> **Provided entries**:

○ ○ ○ ○ ○

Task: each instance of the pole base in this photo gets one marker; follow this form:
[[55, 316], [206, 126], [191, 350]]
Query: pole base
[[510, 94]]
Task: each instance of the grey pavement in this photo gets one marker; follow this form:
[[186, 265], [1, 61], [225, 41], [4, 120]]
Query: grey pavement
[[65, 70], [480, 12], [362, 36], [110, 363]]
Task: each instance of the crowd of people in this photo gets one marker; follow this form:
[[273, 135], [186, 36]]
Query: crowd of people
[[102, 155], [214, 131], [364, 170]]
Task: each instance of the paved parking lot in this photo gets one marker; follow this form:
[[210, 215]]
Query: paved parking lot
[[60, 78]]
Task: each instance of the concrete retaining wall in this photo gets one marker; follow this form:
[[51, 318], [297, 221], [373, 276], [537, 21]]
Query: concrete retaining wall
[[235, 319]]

○ ○ ○ ○ ○

> **Task prompt**: The line containing "[[273, 135], [186, 36]]" and all lines after it, through the end of the entries above, are to be returned exactly and alone.

> **Solved exercise**:
[[273, 135], [186, 36]]
Query: crowd of people
[[102, 155], [214, 131], [364, 170]]
Task: each instance of the paved parking lot in this photo gets one marker; follow this form:
[[210, 215]]
Query: paved parking lot
[[60, 78]]
Task: each instance of the concrete retaining wall in this photo gets one marker; follow this form:
[[51, 318], [297, 221], [373, 276], [537, 21]]
Query: concrete retaining wall
[[235, 319]]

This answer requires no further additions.